[STORED DATA]:
:::

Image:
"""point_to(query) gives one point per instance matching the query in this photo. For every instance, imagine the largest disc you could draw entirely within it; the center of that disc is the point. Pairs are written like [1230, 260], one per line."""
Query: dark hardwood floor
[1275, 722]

:::

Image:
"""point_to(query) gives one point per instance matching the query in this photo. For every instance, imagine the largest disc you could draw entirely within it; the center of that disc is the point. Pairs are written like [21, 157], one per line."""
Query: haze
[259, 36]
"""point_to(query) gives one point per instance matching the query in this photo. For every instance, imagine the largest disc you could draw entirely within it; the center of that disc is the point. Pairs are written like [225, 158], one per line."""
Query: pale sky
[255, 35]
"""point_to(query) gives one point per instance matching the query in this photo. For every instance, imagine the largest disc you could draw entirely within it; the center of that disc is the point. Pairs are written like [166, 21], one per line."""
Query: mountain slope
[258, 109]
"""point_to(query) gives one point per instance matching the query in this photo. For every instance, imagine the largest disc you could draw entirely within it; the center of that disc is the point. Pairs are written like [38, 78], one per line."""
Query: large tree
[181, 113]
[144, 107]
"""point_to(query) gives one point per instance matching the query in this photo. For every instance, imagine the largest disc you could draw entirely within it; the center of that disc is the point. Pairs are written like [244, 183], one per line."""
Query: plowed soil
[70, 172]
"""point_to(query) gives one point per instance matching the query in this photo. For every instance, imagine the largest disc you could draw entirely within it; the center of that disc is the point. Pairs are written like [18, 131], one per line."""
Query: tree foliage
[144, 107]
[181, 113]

:::

[SHORT PROBLEM]: Collect every line of the records that contains the word "tree", with case counting.

[RIGHT ANSWER]:
Query: large tree
Query: tree foliage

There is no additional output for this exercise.